__AUSGANGSTEXT__

************

Spiegelau. Beruf, aber auch Berufung – so beschreibt Karlheinz Roth (CSU) das Bürgermeisteramt der Gemeinde Spiegelau, das er seit März dieses Jahres inne hat. Mit Herz und Verstand möchte der 33-Jährige seine Heimat voranbringen. Ortsgebundene Themen wie die Schließung der Glasfabrik, das Technologie Anwender Zentrum im Ortskern und die neugegründete Tourismus GmbH beschäftigen den gelernten Rechtspfleger genauso wie die Alltags-Wehwehchen einer Gemeinde wie zum Beispiel die Wasser- und Abwasserversorgung oder Windkraft. Bei ihrem Besuch im Spiegelauer Rathaus lernen die Hog’n-Redakteure Helmut Weigerstorfer und Stephan Hörhammer einen sehr engagierten jungen Bürgermeister kennen, der ein erstaunliches Fachwissen angehäuft hat. Bei seinen Antworten wirkt der frühere stellvertretende JU-Landesvorsitzende allerdings ausgesprochen diplomatisch, etwas ausweichend.

************

__AUFGELISTETE DATEN__
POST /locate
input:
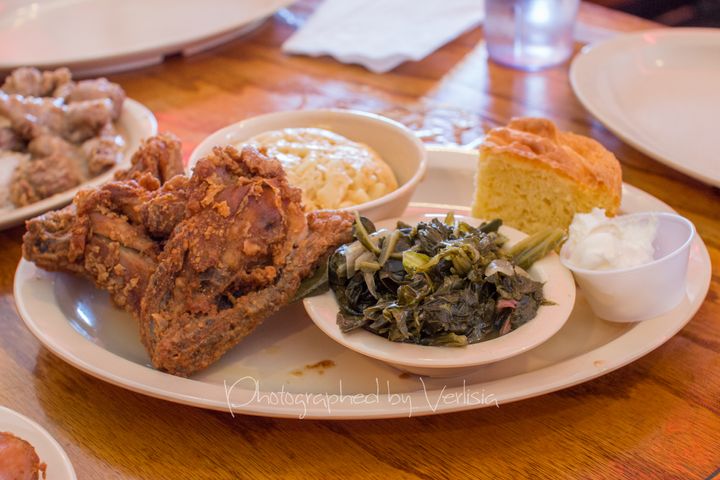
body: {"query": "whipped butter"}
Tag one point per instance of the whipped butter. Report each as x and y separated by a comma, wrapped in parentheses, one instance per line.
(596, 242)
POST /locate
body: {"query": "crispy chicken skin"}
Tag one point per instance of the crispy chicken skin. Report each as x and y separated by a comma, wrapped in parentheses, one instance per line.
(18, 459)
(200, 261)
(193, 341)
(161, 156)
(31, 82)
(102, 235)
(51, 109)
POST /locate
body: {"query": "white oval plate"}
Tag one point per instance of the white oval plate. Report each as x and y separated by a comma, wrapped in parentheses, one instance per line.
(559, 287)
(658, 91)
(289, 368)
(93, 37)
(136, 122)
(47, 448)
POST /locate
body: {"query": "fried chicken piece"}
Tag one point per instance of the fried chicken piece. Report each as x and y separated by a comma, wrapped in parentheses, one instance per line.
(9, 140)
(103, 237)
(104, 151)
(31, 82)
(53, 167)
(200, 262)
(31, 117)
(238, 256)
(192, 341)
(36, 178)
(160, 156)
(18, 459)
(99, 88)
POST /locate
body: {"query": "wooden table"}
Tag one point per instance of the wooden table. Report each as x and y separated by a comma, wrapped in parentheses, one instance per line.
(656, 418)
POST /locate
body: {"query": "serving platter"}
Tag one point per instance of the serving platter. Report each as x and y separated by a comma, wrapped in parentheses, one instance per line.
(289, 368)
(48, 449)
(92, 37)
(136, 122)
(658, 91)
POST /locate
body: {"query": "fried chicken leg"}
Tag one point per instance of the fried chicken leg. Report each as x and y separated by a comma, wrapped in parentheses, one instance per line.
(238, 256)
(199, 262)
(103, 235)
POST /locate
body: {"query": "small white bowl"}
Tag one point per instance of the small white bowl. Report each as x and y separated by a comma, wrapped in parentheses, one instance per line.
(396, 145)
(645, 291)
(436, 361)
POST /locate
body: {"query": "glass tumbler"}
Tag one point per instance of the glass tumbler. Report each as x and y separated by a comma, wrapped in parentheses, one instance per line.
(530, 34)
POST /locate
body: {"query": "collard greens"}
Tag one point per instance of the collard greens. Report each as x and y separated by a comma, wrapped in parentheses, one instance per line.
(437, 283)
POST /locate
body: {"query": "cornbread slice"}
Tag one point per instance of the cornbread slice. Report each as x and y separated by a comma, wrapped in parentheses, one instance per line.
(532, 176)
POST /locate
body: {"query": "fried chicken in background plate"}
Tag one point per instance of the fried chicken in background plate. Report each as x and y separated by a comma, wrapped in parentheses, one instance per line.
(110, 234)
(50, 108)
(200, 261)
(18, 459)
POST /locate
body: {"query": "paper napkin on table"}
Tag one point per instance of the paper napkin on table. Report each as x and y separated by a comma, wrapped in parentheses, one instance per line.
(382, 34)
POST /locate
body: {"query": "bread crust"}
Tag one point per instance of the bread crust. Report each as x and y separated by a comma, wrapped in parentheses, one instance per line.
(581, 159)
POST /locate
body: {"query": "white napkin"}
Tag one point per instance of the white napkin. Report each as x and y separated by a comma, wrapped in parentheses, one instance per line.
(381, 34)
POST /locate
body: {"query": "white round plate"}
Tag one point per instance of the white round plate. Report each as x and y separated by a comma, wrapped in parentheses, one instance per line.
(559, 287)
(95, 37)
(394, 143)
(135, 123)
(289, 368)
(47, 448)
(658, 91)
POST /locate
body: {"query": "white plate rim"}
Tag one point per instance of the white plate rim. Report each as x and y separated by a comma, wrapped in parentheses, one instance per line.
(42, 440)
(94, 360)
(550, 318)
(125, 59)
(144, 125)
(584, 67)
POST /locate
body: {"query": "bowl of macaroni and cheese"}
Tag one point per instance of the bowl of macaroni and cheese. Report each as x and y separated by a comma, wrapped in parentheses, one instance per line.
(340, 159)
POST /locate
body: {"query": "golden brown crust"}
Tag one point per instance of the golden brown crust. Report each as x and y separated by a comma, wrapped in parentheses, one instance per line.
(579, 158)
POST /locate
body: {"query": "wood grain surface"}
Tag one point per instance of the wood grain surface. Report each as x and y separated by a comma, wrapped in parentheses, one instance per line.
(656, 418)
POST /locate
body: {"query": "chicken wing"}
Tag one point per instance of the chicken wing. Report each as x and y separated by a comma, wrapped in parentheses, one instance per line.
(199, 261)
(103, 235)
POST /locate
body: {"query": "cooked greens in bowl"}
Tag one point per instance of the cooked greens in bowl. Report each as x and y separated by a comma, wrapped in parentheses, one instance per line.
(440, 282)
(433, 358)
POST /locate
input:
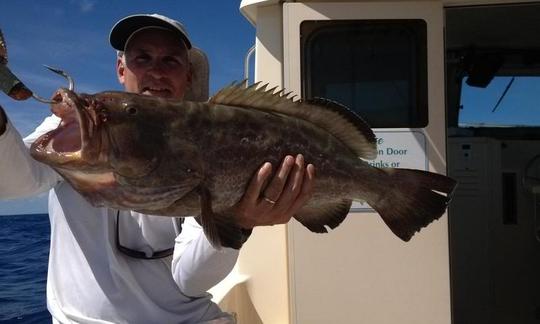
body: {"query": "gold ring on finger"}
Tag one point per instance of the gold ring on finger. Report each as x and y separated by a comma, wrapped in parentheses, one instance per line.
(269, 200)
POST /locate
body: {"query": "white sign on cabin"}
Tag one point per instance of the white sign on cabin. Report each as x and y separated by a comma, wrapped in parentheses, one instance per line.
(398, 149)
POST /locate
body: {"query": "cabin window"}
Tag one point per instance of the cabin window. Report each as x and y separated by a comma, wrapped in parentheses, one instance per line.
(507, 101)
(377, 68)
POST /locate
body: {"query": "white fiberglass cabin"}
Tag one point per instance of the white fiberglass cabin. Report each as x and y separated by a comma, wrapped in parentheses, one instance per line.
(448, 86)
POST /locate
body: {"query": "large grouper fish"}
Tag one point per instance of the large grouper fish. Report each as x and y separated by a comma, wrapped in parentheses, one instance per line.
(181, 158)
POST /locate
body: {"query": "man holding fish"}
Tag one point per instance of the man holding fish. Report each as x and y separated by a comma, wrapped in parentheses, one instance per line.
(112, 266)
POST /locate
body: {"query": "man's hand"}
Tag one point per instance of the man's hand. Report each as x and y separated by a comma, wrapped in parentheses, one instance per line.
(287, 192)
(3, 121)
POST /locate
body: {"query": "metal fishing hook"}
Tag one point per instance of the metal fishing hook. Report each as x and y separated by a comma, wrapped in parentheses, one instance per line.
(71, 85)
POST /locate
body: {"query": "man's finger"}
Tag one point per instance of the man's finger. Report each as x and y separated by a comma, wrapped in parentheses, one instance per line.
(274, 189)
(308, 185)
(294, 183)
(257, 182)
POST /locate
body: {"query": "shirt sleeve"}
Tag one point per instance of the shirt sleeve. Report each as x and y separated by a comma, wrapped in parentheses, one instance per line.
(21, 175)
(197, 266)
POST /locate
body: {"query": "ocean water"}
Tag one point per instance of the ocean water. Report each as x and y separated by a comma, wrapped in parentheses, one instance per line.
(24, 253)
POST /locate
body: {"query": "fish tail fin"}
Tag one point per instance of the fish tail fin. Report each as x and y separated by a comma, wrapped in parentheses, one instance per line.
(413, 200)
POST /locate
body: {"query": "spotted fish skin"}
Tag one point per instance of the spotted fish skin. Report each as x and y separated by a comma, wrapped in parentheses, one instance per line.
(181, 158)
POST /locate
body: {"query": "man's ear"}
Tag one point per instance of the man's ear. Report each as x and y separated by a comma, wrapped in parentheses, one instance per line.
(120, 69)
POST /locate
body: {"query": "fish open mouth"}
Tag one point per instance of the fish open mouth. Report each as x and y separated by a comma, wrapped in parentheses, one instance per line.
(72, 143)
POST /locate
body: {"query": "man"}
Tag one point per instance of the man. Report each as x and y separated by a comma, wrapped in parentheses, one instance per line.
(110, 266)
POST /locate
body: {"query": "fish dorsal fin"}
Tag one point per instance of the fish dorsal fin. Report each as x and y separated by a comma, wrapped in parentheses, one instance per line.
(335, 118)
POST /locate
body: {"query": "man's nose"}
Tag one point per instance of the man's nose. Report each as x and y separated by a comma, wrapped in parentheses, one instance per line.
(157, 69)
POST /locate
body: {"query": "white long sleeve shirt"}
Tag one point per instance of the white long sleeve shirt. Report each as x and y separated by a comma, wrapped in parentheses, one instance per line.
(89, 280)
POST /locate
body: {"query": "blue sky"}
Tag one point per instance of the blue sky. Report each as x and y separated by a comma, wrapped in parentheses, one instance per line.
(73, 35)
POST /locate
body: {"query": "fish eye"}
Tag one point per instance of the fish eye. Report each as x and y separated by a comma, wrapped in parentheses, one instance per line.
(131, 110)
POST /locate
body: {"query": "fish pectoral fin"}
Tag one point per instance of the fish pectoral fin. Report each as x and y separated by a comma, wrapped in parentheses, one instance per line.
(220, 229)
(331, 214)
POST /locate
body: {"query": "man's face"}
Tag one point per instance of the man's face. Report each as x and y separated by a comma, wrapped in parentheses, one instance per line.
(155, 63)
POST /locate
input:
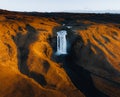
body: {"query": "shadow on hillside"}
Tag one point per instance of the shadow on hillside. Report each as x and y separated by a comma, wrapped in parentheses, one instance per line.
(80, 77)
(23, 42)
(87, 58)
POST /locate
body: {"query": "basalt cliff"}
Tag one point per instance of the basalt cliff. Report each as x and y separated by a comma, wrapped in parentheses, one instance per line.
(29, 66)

************

Führe den Text über Spiegelaus Bürgermeister im Anschluss an seinen letzten Satz weiter. Die Daten werden hier nicht gebraucht.

„Nachtreten oder ähnliches ist nicht mein Fall“
(Karlheinz Roth erzählt von seiner Zeit als Rechtspfleger, von der Umstrukturierung der Staatsanwaltschaft München 1, an der er beteiligt war. Außerdem beschreibt er seinen Weg in die Politik, seine Verbundenheit zum Bayerischen Wald. Bei allen Dingen begleitete ihn seinen Aussagen zufolge dieselbe Einstellung)
Es ist wichtig, sich an den Ergebnissen messen zu lassen – und nicht schon vorher darüber zu sprechen und zu loben.
Dann sprechen wir von Tatsachen: Warum haben Sie Ihren zweifelsohne super Job als Rechtspfleger aufgegeben – und entschieden sich, Bürgermeister zu werden?
Gute Frage (lacht). Mir liegt meine Heimat einfach am Herzen. Schon vor meiner Zeit als Bürgermeister habe ich mich aus sozialen Gründen an das Amtsgericht Freyung versetzen lassen – meine Eltern haben meine Unterstützung gebraucht. Die Überzeugung, gemeinsam mit den Leuten in der Region etwas zu bewegen, hat mich schließlich dazu gebracht, als Bürgermeister zu kandidieren.
Ein Amtsinhaber, der nicht alles falsch macht und wieder zur Wahl antritt, gewinnt diese auch – warum haben Sie dann den bisherigen Bürgermeister Josef Luksch vom Thron gestoßen?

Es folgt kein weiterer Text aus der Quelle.